> Exercise aim
Needed from the data below: every line from the one with "Target: dog's nose" up to and including the one with "Target: small stone", repeated exactly and with nothing else.

> Dataset extract
▼

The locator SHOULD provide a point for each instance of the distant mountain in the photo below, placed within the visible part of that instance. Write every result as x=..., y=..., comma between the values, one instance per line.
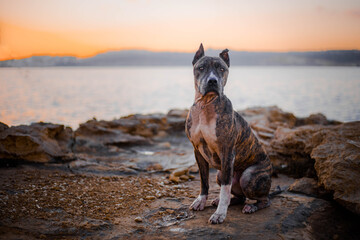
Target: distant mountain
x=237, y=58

▲
▼

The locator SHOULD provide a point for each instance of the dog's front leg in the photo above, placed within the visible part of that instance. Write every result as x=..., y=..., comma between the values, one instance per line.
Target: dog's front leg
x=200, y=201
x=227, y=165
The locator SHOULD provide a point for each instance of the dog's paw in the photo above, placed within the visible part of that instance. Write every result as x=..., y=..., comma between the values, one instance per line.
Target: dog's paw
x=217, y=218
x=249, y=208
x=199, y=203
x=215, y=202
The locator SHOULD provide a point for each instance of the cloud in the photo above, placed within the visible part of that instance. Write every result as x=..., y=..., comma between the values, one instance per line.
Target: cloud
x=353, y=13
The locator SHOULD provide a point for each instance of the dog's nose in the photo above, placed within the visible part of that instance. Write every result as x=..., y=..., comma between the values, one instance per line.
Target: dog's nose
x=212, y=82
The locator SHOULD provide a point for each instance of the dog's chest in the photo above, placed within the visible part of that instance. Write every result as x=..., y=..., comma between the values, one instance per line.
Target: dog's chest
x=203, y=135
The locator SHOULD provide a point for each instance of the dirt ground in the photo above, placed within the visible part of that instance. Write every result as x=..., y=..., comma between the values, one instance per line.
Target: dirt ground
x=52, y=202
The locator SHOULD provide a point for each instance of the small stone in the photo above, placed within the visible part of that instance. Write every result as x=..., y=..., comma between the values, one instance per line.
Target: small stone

▲

> Result for this task
Target: dog's nose
x=212, y=82
The locator SHOULD provide a point for each instance of the dog's chest in the photo above, placed within the visible part of that instance. Write every result as x=..., y=..., comma between the values, one instance per line.
Target: dog's chest
x=203, y=135
The locator SHOULD provide a point for each instance of the dirt ground in the photo above, placed within the visible part of that instance. Write every result as x=..., y=..., comma between the values, one instance per line.
Target: dirt ground
x=52, y=202
The locator SHOULD provide a point for each instance of the small stone in the photo above, placed within the visible part of that instance. Write every result as x=..., y=..., comma between the values, one instance per line.
Target: small stone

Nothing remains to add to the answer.